◆ Task description
Print the items below verbatim, from the line with "Teacher note: have the class pick out the treeline" up to and including the line with "(1040, 671)". Leave the pictures out of your answer.

* * *

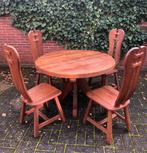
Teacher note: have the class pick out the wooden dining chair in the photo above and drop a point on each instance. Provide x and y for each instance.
(116, 37)
(35, 40)
(111, 99)
(34, 97)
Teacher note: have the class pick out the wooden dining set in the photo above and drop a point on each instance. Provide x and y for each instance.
(77, 69)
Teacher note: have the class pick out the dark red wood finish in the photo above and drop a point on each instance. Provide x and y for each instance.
(35, 97)
(112, 99)
(75, 65)
(36, 44)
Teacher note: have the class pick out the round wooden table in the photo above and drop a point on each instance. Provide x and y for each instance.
(75, 65)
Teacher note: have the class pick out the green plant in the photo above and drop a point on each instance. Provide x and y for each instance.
(82, 24)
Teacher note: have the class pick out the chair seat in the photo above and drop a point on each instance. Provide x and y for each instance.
(42, 93)
(106, 97)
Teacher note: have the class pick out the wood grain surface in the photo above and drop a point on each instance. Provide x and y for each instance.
(75, 63)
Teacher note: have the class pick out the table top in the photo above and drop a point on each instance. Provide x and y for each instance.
(74, 63)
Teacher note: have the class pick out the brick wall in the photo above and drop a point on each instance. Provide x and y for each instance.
(17, 38)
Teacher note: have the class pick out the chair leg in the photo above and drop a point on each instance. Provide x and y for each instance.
(38, 78)
(36, 122)
(22, 113)
(116, 80)
(103, 79)
(60, 109)
(49, 80)
(87, 111)
(109, 128)
(90, 81)
(127, 118)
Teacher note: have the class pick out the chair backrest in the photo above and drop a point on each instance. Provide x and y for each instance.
(13, 61)
(116, 36)
(132, 65)
(35, 40)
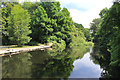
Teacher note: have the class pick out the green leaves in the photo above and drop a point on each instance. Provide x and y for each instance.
(18, 25)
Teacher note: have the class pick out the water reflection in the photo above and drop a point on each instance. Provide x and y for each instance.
(40, 64)
(103, 59)
(85, 68)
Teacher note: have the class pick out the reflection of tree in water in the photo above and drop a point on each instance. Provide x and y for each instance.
(103, 59)
(16, 66)
(40, 64)
(55, 67)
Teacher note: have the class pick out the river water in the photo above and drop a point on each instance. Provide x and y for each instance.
(39, 64)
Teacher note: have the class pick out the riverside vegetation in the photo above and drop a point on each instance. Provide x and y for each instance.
(42, 22)
(106, 38)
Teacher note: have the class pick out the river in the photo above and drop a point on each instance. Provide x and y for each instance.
(39, 64)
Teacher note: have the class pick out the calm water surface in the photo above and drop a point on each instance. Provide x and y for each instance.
(39, 64)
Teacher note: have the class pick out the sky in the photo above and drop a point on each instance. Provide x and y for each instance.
(83, 11)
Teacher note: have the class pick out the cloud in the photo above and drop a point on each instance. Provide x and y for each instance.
(83, 11)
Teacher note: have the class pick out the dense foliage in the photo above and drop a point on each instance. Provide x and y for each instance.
(40, 22)
(108, 36)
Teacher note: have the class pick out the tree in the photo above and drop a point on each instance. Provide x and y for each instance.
(18, 28)
(94, 26)
(41, 27)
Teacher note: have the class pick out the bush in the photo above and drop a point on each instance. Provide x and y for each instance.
(33, 43)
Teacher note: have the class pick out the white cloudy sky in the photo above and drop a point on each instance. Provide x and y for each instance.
(83, 11)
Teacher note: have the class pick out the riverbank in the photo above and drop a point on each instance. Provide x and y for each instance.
(11, 51)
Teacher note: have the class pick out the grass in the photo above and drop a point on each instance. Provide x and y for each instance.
(15, 47)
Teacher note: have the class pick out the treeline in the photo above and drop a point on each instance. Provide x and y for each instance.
(39, 22)
(106, 36)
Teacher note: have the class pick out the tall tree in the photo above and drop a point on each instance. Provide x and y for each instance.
(94, 26)
(18, 28)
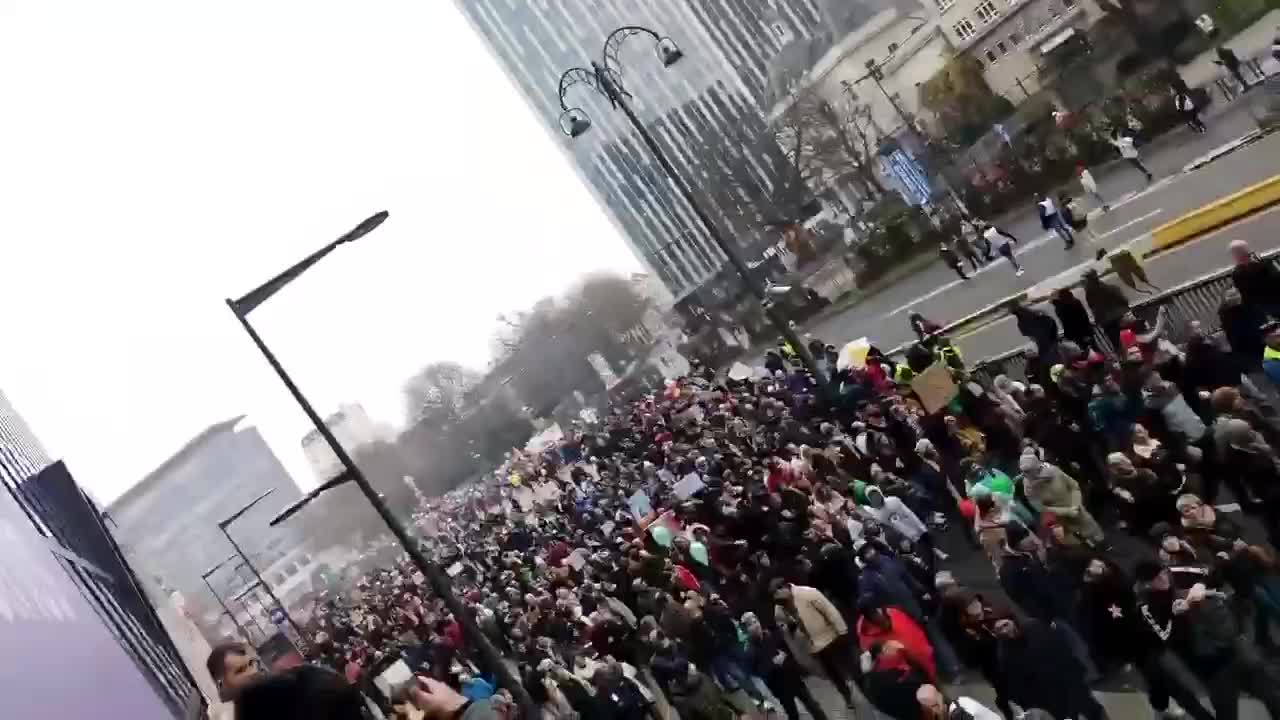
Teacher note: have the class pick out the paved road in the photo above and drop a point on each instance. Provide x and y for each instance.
(1137, 208)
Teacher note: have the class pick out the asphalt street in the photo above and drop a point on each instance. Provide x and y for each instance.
(1136, 209)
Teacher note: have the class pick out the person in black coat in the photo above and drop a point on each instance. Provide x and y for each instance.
(1242, 324)
(1257, 279)
(1074, 318)
(778, 669)
(1038, 327)
(1040, 671)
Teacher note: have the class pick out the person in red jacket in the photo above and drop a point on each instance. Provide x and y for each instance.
(878, 625)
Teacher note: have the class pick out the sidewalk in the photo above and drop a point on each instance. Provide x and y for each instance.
(1249, 42)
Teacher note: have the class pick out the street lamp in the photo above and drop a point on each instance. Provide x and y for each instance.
(876, 72)
(604, 78)
(252, 569)
(219, 598)
(439, 582)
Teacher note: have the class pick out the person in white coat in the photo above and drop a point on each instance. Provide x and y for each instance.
(1091, 187)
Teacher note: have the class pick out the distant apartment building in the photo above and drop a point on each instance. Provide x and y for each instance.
(707, 112)
(1014, 39)
(168, 523)
(352, 425)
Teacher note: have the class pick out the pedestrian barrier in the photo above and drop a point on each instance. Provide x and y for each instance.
(1216, 214)
(1196, 300)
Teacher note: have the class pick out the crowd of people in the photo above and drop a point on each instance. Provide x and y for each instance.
(709, 546)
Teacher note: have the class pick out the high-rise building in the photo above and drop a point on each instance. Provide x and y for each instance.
(707, 112)
(21, 452)
(168, 523)
(69, 604)
(352, 425)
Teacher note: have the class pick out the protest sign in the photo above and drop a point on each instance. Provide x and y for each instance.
(935, 387)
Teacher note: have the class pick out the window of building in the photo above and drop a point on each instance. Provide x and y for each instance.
(987, 12)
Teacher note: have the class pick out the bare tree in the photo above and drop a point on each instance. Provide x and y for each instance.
(437, 392)
(830, 142)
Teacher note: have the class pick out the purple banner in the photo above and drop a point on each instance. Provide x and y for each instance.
(60, 659)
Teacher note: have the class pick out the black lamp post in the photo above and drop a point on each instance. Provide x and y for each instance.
(606, 80)
(219, 598)
(433, 573)
(248, 563)
(876, 73)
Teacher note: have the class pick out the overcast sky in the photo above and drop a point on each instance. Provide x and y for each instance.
(158, 156)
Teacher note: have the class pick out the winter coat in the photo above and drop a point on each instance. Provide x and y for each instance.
(1050, 490)
(1074, 318)
(1106, 301)
(1029, 583)
(895, 514)
(1109, 613)
(901, 629)
(1258, 283)
(1037, 326)
(1038, 670)
(1242, 324)
(819, 619)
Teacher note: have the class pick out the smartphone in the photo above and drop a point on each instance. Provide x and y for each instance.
(394, 679)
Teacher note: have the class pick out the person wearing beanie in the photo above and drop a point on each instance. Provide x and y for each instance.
(1201, 620)
(1050, 490)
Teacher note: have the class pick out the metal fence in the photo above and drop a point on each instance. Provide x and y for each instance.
(1196, 300)
(59, 507)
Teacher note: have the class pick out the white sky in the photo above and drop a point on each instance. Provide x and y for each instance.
(158, 156)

* * *

◆ Worked solution
Teacher note: have the class pick out the treeline in the photo above and drop a point on each instance. Provide x and y for each instance.
(39, 22)
(106, 36)
Teacher note: have the class pick out the tall tree in the photo above and drop a point on each instance. Provide x and y for each instance.
(94, 26)
(18, 28)
Teacher note: have the class pick out the paved road in the photo above and drop a point on each instance. Provide x and y for each instance.
(1137, 208)
Teacher note: have the class pick out the asphalt street in the photo above and drop a point on each instance. Provide x and y for each instance.
(1136, 209)
Teacher note: have the class pick out the person in black coat in the photo above and drop a point on each instance. Provide x and y for each instance.
(1242, 324)
(1257, 279)
(1074, 318)
(778, 669)
(1038, 327)
(1040, 671)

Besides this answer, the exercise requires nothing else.